Aim of the exercise: Output every record word for word.

(Coordinate annotation records)
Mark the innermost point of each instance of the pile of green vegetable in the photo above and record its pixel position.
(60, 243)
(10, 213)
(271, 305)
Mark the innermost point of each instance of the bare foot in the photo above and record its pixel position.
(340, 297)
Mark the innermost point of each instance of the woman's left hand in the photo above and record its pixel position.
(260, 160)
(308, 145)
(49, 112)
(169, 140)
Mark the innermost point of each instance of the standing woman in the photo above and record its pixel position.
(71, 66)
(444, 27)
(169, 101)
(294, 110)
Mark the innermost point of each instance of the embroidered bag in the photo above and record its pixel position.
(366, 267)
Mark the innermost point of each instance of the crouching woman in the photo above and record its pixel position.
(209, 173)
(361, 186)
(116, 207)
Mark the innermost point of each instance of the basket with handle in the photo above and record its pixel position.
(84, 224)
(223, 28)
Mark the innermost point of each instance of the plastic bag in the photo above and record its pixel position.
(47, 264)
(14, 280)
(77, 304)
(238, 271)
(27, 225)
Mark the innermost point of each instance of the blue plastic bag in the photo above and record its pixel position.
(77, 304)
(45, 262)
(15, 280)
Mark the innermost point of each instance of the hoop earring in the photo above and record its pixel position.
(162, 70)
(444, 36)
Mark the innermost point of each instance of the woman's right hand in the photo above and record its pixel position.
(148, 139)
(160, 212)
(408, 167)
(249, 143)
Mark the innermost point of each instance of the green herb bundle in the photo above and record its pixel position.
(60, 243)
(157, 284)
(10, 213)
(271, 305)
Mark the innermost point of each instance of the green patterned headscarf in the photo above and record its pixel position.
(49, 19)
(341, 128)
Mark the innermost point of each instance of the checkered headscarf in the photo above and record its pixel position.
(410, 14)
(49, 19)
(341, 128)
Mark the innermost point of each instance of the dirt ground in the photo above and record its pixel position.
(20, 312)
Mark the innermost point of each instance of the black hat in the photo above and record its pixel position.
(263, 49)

Exercise result:
Mark the innermost point of each instance of the pile of green vegetable in the photo above and record its pixel position.
(60, 243)
(10, 213)
(271, 305)
Mark the innermost point of each instance of the bare foot in the photo above and record its pixel position.
(340, 297)
Mark the innermost point of each instance of the woman's left hand in the photo above and record its pixel position.
(260, 160)
(308, 145)
(49, 112)
(169, 140)
Mark the innermost point of each instance of the standing woman in the photo above and record its pixel position.
(71, 66)
(444, 27)
(169, 101)
(294, 110)
Mark the innermost point of each instance of the embroidered bag in the photo above and record its pixel position.
(366, 267)
Mark the innermost point of each instance of the crouching woman in the photo above and record its pixel position.
(209, 173)
(361, 186)
(116, 207)
Mark the innermost point of each instance of the basket with handle in the photo above and record its pixel position.
(84, 224)
(223, 28)
Mark the innermost point of each instance of the plastic bag in the photo above and record its pixel position.
(47, 264)
(14, 280)
(77, 304)
(238, 271)
(27, 225)
Mark the innermost point of each instance of the blue plastic bag in the photo above and record its pixel position.
(77, 304)
(45, 262)
(15, 280)
Mark the innermost point of each instance of the hoop earring in the photo above and record its pixel position.
(162, 70)
(444, 36)
Mark the innermost point of each instance of the woman's right hand in the photo above and record its pixel position.
(148, 139)
(160, 212)
(408, 167)
(249, 143)
Mark the innermost point of each instance of the green herb bundle in the photo above and record its pixel position.
(60, 243)
(157, 284)
(10, 213)
(271, 305)
Mark the innermost point of each instance of the green patterned headscarf in the photo above and record its pixel position.
(49, 19)
(341, 128)
Mark the innermost point of each instance of the checkered headscarf in the photo above and record its pixel position.
(410, 14)
(49, 19)
(341, 128)
Mark the innermost point of each instance of the dirt ground in the photo above and record its pixel position.
(20, 312)
Mark the innermost point of each instance of the black hat in the photo above and record its pixel position.
(263, 49)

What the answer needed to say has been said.